* _Page text_:
★ ★ ★ ★

All of a sudden cannibals are back and I’m worried what this means for Black people–folks that have historically been associated with ancient African cannibalism. A wave of cannibalism stories have surfaced in the last couple of weeks—two of them feature perpetrators of African descent. Although mainstream coverage has not spoken about these cases with reference to race, the media’s “post-racial” talk about these incidents does no better.

Rudy Eugene and his victim.

Rudy Eugene and his victim.

Recent articles by the Huffington Post alarm me in their failure to see the psychological problems that these individuals have had. Instead, one article evidently relates the recent cannibal activity to the infamous cases of Alfred Packer and Jeffrey Dahmer. In quoting a man thinking about the recent revival of these historical American cannibals, the author suggests that “[cannibalism] represents the worst of humankind.” My beef with this perspective is that the cases of Rudy Eugene and Alexander Kinyua do not reflect cases of a cannibal identity.

★ ★ ★ ★

* _Data provided_:
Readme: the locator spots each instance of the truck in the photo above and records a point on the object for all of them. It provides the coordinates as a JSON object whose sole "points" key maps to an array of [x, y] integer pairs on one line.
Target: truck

★ ★ ★ ★

* _Problems to work on_:
1 - In the piece on the recent cannibalism stories, why is the author worried about what these stories mean for Black people? Answer in one to three sentences.
2 - Answer these from the piece on the recent cannibalism stories:
(a) How many of the recent stories feature perpetrators of African descent?
(b) To which two infamous cases does one Huffington Post article relate the recent cannibal activity?
(c) Which two recent cases does the author say do not reflect a cannibal identity?
Work only from the piece about the cannibalism stories.

* _Outputs for the tasks_:
1 - Black people have historically been associated with ancient African cannibalism. Two of the recent cannibalism stories feature perpetrators of African descent.

2 -
(a) Two.
(b) Alfred Packer and Jeffrey Dahmer.
(c) Rudy Eugene and Alexander Kinyua.